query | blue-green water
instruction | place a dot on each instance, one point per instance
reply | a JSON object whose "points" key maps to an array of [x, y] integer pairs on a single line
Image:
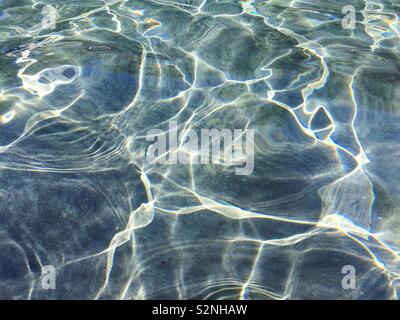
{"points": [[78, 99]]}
--
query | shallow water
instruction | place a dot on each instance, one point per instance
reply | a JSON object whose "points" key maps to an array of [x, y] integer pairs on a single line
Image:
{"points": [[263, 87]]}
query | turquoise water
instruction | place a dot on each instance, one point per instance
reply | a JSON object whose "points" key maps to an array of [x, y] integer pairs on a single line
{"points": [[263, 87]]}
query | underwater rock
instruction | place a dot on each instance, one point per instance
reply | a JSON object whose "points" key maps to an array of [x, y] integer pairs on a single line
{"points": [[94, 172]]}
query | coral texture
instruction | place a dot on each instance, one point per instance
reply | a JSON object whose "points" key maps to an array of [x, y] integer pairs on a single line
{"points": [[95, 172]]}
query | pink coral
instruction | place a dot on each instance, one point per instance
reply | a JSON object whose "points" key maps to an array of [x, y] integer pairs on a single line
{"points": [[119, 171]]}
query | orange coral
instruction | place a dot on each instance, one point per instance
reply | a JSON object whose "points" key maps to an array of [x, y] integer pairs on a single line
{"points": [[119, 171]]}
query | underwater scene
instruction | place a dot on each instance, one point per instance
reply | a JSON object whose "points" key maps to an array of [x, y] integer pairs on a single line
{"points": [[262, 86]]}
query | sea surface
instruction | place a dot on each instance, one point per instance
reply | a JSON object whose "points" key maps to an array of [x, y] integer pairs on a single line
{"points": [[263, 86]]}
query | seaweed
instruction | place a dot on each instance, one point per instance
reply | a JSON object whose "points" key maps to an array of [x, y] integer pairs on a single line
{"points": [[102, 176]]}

* _Directions for this task_: Copy out every line of the material above that contains the string "query", treating uppercase and lowercase letters as different.

* _Response to the exercise_:
query | blue-green water
query | shallow water
query | turquoise water
query | underwater rock
query | coral texture
query | pink coral
query | orange coral
query | underwater scene
query | sea surface
query | seaweed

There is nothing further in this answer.